Es imposible ignorar el momento de cambio en la perspectiva económica mundial. Ya en la pandemia del COVID-19
se nacionalizó el pago de salarios y otras coberturas,
se planificó la producción de bienes esenciales, y
se aprobaron paquetes de estímulo para relanzar la actividad. Tras la invasión de Ucrania por Rusia y la interrupción del suministro energético, los países europeos han tomado también
medidas sin precedentes para controlar precios. Con menos éxito, pero con impacto discursivo, se han reactivado debates sobre fiscalidad justa en torno a beneficios extraordinarios, la relajación de patentes de vacunas y otros intangibles, y la condonación de deudas de países en vías de desarrollo.
El músculo público brilla especialmente en estos momentos de incertidumbre. Por mucho que lo desprecien en tiempos de bonanza,
es raro que los grandes grupos empresariales rechacen su apoyo en momentos de apuro. Y no hablamos solo de la provisión universal de infraestructuras como la salud o educación, tan esenciales para que las empresas cuenten con sólido capital humano.
En realidad, la capacidad estatal también es compañera esencial de la prosperidad al largo plazo. Pero, para que sea eficiente, es vital articularla en torno a las necesidades empresariales, sociales y, por supuesto, medioambientales de una economía.

**MATERIAL DE CONSULTA**
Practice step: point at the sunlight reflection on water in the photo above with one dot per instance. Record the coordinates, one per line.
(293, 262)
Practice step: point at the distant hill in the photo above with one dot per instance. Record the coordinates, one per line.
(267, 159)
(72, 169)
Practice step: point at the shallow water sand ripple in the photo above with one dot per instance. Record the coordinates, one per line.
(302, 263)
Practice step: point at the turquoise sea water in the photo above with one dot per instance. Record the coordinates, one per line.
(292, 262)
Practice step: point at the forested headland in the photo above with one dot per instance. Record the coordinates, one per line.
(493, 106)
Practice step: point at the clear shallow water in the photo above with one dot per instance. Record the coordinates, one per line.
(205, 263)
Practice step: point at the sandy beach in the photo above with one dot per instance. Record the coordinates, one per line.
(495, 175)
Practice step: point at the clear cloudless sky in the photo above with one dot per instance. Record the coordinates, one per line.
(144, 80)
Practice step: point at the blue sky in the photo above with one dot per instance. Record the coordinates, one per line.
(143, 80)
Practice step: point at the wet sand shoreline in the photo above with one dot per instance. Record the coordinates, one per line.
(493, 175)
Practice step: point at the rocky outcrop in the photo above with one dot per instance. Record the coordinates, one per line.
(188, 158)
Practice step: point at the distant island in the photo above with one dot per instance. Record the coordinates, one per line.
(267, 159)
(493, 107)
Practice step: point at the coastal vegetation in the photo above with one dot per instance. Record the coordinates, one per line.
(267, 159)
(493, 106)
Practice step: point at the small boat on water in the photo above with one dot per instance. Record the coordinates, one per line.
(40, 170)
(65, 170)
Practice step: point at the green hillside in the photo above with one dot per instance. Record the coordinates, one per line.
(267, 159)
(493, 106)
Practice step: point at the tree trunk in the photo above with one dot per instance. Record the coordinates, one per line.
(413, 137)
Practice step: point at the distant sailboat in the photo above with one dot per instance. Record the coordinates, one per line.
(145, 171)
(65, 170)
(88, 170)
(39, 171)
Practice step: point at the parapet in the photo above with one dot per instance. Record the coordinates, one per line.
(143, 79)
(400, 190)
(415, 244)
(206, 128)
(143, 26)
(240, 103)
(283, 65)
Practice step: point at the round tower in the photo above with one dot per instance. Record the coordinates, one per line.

**QUÉ DEBES HACER**
- 1) Indica si cada afirmación concuerda con el texto sobre el papel del Estado en la economía: (a) durante la pandemia se planificó la producción de bienes esenciales; (b) los debates sobre fiscalidad justa han tenido un gran éxito; (c) los grandes grupos empresariales suelen rechazar el apoyo público en momentos de apuro. Responde sí o no y cita las palabras del texto que lo deciden.
- 2) Continúa el texto sobre el papel del Estado en la economía a partir de su última oración.

**RESPUESTAS**
- 1)
(a) Sí: "se planificó la producción de bienes esenciales".
(b) No: "Con menos éxito, pero con impacto discursivo, se han reactivado debates sobre fiscalidad justa".
(c) No: "es raro que los grandes grupos empresariales rechacen su apoyo en momentos de apuro".

- 2)
Lo que conocemos como
política industrial sirve para resumir el conjunto de medidas, instituciones y coordinaciones público-privadas que atañen a la especialización productiva de un país o una región. Es decir, los mecanismos que responden a las preguntas: '¿qué producimos?', '¿en qué trabajamos?', '¿en qué invertimos?'
En nuestros mercados hay más planificación que la que se ve, y nuestros Estados son también palancas silenciosas de la innovación privada. Allá donde ambas patas están engrasadas, vemos la mejor expresión de la técnica al servicio del progreso: la llegada de la humanidad a la Luna, las tecnologías que dieron lugar a Internet, o la producción a escala de paneles solares.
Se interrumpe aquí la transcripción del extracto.